-- begin SUPPLIED RECORDS --
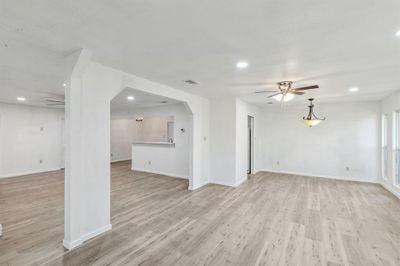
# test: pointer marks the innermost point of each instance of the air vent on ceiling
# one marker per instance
(191, 82)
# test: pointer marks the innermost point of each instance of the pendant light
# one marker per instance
(312, 120)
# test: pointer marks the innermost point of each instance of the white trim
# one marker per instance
(76, 243)
(121, 160)
(192, 188)
(390, 189)
(322, 176)
(30, 172)
(159, 173)
(223, 183)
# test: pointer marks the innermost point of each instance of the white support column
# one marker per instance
(87, 168)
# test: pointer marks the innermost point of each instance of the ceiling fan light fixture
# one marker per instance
(286, 98)
(312, 120)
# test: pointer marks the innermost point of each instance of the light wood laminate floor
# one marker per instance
(272, 219)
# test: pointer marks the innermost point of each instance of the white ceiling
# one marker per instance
(142, 99)
(336, 44)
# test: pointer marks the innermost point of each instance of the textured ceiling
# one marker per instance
(336, 44)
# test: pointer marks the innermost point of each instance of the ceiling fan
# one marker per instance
(285, 91)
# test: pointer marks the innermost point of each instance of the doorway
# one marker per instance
(250, 145)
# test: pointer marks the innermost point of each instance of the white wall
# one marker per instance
(389, 105)
(348, 138)
(223, 141)
(89, 91)
(29, 135)
(169, 160)
(229, 140)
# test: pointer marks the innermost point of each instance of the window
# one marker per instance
(396, 146)
(384, 146)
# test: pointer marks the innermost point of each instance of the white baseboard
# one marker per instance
(221, 183)
(159, 173)
(29, 172)
(390, 189)
(121, 160)
(192, 188)
(322, 176)
(76, 243)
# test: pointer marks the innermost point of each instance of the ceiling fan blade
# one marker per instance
(297, 92)
(306, 88)
(264, 91)
(274, 95)
(252, 84)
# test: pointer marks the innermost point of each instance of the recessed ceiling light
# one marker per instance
(191, 82)
(353, 89)
(242, 64)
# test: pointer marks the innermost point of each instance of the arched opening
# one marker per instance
(151, 133)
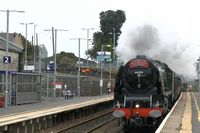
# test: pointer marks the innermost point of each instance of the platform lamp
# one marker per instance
(7, 39)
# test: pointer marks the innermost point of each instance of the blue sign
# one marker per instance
(6, 59)
(103, 58)
(100, 58)
(51, 66)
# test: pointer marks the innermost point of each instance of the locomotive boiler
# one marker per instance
(145, 89)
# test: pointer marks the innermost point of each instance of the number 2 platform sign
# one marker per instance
(6, 59)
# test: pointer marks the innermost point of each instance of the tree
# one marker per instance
(108, 20)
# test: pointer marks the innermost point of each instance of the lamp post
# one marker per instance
(79, 67)
(199, 73)
(88, 30)
(101, 78)
(54, 42)
(7, 39)
(26, 24)
(34, 48)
-- end SUPPLIED RECORDS --
*SET TASK*
Repeat all the items above, switching every "innermost point" to "central point" and changing nothing else, and leave the pictures out of your answer.

*RESULT BELOW*
# test: pointer marks the central point of each instance of the air vent on ceiling
# one marker per instance
(191, 82)
# test: pointer marks the central point of each instance of the pendant light
# one marker per instance
(312, 120)
# test: pointer marks the central point of each instance of the white trim
# one marker per instance
(76, 243)
(121, 160)
(192, 188)
(390, 189)
(322, 176)
(30, 172)
(159, 173)
(223, 183)
# test: pointer marks the central point of each instance of the white support column
# one marker per instance
(87, 168)
# test: pointer marks the central point of each instance of the ceiling fan light fixture
# one marker per instance
(286, 98)
(312, 120)
# test: pointer marks the central point of each instance of the light wood laminate floor
# one marker per instance
(272, 219)
# test: pointer marks the central point of each instance of the white ceiling
# one marker per instance
(142, 99)
(336, 44)
# test: pointer marks the central point of each instance of the textured ceiling
# one marker per instance
(336, 44)
# test: pointer marks the central point of each instance of the ceiling fan
# one marker per instance
(285, 91)
# test: pointer marks the central point of each instance of the doorway
# one marker per instance
(250, 145)
# test: pointer marks the central point of each instance of the white wall
# one marker per instance
(389, 105)
(348, 138)
(223, 141)
(89, 91)
(29, 135)
(169, 160)
(229, 140)
# test: pointer marks the central point of each instance of the window
# one marker per instance
(396, 146)
(384, 146)
# test: pointer marks the central point of each instance of the white baseboard
# one marker per instance
(221, 183)
(159, 173)
(29, 172)
(390, 189)
(121, 160)
(192, 188)
(322, 176)
(76, 243)
# test: pointer marks the central point of each instance of the ceiling fan blade
# one marker per instance
(297, 92)
(306, 88)
(264, 91)
(274, 95)
(252, 84)
# test: pointer marks the central point of each instance of the recessed ceiling light
# one marker per instance
(191, 82)
(353, 89)
(242, 64)
# test: pointer marks the central point of each instance of the arched opening
# one marker per instance
(151, 133)
# test: pointer marks the central point of each instance of the platform lamp
# one marker per instance
(7, 39)
# test: pointer marks the central point of each instance of the blue sign
# one marker per instance
(6, 59)
(103, 58)
(100, 58)
(51, 66)
# test: pointer marks the central point of each instance of the locomotive boiler
# one marker per instance
(145, 89)
# test: pointer marks the central point of each instance of the number 2 platform sign
# one marker per instance
(6, 59)
# test: pointer marks the central point of each instance of the tree
# one marker per instance
(108, 20)
# test: pointer marks the central point of each instance of the lamp post
# one marker per instance
(79, 67)
(199, 73)
(88, 30)
(101, 78)
(54, 42)
(7, 39)
(26, 24)
(34, 48)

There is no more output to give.